-- start of Material shown --
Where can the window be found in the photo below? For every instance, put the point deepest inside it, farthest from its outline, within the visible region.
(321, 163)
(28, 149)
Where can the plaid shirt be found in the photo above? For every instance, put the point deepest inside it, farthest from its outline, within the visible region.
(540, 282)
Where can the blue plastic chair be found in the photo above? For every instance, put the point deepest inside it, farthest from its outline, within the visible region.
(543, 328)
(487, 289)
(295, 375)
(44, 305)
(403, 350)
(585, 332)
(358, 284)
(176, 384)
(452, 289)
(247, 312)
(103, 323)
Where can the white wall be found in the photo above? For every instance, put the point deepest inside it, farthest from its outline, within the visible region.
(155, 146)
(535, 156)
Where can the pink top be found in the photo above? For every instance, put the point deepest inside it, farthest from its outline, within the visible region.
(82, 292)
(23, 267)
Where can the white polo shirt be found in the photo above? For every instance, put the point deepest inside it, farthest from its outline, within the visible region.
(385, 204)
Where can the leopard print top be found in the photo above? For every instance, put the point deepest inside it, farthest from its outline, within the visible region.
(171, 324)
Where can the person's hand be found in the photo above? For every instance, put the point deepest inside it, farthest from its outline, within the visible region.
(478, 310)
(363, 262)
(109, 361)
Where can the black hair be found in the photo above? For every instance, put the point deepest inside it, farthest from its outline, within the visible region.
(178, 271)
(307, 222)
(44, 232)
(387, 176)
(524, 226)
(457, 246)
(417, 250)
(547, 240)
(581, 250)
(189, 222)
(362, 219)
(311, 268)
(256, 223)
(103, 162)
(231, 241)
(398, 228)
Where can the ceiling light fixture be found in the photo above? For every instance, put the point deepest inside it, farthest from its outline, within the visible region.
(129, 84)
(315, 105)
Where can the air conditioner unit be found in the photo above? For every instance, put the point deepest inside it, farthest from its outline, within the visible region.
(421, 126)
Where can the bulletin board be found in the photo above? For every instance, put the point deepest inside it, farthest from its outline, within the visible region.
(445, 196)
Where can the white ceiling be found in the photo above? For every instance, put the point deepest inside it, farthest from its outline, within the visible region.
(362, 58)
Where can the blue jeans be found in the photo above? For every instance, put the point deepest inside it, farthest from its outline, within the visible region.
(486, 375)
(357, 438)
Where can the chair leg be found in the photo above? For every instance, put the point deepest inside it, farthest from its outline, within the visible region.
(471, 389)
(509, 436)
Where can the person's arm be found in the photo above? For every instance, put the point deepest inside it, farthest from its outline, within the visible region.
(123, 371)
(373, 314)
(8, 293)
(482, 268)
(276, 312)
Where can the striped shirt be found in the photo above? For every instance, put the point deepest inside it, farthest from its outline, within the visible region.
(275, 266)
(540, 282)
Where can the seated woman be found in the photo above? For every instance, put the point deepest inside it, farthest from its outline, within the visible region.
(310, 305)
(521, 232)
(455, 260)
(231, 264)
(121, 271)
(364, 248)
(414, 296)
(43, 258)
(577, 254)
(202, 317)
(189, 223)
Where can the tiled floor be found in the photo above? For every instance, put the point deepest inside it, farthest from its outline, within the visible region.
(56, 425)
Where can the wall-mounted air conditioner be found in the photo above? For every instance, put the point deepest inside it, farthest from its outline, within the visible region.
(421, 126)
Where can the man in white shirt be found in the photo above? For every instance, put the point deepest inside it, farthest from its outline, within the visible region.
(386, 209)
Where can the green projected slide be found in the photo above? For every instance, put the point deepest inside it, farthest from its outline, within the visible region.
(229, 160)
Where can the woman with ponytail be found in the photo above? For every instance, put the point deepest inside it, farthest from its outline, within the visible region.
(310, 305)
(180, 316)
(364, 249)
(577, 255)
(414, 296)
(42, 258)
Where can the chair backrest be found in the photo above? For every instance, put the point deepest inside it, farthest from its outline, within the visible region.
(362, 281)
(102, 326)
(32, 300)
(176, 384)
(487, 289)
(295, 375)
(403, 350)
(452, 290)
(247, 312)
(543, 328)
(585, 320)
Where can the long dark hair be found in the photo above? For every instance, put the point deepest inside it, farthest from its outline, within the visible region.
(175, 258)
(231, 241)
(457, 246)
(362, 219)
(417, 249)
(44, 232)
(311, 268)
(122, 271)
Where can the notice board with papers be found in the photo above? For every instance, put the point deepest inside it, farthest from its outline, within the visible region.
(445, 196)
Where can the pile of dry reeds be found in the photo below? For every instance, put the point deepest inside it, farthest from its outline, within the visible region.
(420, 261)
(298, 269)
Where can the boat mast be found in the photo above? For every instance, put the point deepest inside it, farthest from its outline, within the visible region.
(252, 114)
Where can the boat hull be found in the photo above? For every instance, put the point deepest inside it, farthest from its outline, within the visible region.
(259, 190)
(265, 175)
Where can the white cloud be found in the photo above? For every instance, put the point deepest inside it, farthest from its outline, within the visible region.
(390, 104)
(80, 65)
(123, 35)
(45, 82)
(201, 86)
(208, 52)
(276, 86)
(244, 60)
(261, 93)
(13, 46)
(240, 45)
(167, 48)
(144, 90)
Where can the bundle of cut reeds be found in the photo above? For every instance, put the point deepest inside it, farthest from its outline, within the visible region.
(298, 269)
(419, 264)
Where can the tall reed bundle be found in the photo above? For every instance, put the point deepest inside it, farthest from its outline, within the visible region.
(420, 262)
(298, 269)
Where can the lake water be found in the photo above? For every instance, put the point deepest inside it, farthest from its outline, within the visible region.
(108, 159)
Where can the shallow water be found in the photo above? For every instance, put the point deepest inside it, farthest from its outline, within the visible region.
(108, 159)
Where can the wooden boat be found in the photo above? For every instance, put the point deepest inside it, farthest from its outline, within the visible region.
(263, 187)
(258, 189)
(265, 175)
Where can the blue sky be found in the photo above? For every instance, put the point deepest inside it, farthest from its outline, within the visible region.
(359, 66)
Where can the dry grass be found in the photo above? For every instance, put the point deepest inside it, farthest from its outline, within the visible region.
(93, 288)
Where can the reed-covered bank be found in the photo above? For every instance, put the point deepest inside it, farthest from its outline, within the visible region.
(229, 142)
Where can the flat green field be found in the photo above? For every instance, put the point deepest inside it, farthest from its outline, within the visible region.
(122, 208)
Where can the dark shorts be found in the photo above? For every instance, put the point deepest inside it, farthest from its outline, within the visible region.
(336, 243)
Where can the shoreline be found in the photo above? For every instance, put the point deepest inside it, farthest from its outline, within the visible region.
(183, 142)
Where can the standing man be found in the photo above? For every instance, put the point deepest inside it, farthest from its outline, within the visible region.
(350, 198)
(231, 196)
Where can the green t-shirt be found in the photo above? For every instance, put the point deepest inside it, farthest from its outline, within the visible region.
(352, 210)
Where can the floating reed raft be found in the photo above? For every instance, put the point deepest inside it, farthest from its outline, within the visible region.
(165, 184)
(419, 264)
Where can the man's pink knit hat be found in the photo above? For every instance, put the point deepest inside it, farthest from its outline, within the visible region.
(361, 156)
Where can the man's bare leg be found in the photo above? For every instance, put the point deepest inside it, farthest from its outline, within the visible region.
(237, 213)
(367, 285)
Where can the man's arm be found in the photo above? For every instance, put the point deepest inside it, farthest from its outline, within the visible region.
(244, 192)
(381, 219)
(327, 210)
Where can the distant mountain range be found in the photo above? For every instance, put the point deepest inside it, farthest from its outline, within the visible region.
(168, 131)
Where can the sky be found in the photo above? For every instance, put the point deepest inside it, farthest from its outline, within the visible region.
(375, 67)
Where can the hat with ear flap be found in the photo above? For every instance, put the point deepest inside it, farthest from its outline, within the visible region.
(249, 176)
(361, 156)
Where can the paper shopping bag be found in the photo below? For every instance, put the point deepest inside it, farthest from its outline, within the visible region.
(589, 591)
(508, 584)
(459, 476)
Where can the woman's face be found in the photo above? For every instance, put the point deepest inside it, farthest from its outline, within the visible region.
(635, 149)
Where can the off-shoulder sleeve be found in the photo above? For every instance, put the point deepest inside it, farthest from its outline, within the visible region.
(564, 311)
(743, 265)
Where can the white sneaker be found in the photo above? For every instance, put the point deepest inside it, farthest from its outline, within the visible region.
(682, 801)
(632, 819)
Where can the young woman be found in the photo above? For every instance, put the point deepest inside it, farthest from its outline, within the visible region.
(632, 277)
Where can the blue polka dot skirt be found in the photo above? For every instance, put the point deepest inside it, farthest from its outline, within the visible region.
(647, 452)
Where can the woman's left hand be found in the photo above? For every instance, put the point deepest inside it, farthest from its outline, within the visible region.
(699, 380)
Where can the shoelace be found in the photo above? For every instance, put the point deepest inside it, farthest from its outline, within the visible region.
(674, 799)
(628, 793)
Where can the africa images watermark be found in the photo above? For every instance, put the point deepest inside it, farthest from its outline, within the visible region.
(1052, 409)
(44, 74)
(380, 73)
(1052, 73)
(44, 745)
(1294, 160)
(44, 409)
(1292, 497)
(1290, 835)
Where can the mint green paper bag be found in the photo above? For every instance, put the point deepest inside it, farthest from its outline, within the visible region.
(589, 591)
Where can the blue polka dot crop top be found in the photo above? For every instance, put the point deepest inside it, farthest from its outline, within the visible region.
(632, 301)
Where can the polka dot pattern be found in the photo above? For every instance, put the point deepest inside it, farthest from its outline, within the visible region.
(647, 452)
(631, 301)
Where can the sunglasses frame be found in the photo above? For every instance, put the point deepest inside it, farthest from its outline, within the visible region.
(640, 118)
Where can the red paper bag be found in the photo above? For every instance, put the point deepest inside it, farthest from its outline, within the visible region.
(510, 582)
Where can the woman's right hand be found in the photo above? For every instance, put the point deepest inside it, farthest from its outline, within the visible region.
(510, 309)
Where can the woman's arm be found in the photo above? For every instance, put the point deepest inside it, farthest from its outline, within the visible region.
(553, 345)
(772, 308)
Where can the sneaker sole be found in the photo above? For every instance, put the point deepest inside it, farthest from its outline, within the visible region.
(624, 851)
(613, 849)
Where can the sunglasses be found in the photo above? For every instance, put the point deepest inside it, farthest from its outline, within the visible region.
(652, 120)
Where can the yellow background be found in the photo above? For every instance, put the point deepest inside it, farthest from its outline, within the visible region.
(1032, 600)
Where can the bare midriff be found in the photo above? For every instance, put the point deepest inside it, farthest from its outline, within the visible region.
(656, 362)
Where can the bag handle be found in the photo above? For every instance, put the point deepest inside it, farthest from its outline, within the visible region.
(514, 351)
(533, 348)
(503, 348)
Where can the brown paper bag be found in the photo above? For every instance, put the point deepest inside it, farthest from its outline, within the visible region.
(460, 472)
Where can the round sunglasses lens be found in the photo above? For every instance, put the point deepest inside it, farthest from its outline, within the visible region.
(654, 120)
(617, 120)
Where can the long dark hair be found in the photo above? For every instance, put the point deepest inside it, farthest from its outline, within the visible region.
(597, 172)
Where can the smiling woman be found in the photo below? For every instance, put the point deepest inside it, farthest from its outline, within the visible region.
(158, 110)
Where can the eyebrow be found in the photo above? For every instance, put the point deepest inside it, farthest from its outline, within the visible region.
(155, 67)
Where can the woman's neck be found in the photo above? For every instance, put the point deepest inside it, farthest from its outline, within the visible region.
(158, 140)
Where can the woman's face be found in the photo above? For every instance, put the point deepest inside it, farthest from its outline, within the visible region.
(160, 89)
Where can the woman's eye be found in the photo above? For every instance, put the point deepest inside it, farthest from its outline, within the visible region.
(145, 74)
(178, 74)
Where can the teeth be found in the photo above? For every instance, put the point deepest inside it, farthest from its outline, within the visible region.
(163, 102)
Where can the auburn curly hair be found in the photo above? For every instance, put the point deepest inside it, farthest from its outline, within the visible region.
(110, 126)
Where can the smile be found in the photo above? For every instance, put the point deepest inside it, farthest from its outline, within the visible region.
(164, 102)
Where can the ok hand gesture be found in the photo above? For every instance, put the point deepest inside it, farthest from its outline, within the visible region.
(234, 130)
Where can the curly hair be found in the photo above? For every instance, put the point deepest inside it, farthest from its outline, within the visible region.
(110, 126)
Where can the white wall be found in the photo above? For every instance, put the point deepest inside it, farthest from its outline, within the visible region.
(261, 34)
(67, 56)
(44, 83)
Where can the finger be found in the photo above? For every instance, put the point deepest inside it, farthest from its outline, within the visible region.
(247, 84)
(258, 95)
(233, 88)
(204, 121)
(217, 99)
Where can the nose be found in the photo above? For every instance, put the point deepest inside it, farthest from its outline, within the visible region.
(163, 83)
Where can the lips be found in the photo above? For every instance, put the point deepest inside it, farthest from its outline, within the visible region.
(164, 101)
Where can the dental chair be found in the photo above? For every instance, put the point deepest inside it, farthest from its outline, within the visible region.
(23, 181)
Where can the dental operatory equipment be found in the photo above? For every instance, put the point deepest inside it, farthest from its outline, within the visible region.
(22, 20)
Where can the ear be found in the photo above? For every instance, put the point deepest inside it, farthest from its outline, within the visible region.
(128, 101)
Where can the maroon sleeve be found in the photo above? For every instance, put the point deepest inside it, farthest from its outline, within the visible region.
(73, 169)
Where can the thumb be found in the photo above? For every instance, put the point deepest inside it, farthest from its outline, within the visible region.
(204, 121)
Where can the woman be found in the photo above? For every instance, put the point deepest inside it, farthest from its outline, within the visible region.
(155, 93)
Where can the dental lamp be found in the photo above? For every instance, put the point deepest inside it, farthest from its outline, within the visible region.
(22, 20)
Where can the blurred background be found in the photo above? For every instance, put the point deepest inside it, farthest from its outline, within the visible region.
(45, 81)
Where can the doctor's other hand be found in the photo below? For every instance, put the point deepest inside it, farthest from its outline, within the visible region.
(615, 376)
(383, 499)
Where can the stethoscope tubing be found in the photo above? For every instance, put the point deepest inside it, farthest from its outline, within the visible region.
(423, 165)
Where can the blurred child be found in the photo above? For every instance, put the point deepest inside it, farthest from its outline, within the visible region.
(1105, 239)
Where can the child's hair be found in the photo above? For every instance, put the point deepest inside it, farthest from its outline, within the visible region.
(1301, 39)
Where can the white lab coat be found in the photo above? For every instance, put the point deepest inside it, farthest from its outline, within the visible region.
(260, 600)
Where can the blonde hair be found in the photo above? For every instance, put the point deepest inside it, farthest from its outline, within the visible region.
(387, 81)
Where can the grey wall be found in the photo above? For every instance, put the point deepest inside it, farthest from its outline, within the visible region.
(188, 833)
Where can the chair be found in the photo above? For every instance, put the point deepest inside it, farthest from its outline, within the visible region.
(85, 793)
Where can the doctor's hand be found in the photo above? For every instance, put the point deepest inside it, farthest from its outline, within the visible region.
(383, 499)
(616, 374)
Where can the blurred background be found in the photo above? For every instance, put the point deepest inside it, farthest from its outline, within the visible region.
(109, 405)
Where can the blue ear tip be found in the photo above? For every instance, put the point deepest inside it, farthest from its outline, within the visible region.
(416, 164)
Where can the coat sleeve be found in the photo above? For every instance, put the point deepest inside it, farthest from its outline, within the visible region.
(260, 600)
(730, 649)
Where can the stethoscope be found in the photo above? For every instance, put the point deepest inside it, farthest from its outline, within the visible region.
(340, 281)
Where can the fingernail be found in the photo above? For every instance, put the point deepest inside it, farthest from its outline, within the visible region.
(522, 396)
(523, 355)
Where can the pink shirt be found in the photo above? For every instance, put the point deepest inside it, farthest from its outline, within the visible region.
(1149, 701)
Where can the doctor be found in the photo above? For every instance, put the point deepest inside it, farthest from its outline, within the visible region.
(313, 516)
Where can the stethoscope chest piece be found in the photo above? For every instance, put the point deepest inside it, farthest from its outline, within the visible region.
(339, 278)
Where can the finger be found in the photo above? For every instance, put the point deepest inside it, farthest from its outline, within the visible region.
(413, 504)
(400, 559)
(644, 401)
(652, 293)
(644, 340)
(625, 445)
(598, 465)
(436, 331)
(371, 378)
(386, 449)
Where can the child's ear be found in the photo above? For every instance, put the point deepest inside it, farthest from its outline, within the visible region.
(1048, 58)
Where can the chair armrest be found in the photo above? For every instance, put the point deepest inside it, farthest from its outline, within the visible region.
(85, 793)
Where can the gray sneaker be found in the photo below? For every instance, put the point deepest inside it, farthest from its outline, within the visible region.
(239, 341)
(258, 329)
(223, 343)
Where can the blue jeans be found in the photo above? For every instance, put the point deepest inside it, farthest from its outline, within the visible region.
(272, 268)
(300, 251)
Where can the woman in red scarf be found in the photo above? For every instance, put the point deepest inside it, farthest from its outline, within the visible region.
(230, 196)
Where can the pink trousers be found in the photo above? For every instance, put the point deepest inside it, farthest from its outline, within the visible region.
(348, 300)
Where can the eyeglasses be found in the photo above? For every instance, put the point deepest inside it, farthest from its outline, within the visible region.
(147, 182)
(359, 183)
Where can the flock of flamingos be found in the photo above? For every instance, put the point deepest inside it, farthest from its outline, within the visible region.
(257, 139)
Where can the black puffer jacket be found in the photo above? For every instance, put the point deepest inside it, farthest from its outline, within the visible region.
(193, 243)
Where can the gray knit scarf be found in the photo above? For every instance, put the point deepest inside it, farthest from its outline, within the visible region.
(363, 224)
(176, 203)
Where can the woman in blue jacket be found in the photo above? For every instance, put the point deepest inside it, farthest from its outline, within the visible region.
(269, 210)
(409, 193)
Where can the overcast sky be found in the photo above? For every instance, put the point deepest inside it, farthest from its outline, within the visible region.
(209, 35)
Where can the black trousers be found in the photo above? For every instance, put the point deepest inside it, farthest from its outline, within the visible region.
-- end of Material shown --
### What needs to be done
The answer consists only of the lines from the one containing "Where can the pink trousers" to the end of the records, each written out exactly.

### Solution to this exercise
Where can the pink trousers be found in the photo above? For every instance, put the point deepest inside it, farthest from its outline, within the visible region.
(348, 300)
Where can the eyeglasses be found in the photo above? For every instance, put the point deepest inside it, farthest from its outline, within the visible region.
(147, 182)
(359, 183)
Where can the flock of flamingos be found in the photo above? For every instance, put the point deepest inside it, farthest from its outline, within the visible region.
(257, 139)
Where can the black puffer jacket be found in the photo above? For every instance, put the point deepest inside it, farthest from its outline, within the visible region.
(193, 243)
Where can the gray knit scarf be found in the photo above? For every instance, put the point deepest inside it, farthest from its outline, within the visible region.
(363, 224)
(176, 203)
Where can the woman in blue jacket be found in the photo above? For every instance, put the point deepest inside it, farthest from its outline, within the visible region.
(269, 210)
(409, 193)
Where can the overcast sky be found in the photo above? For every instance, put the point deepest inside it, farthest from its outline, within the visible region.
(209, 35)
Where can the black trousers be found in the photo above? For every instance, put the point deepest inside it, farthest from its outline, within the visible region.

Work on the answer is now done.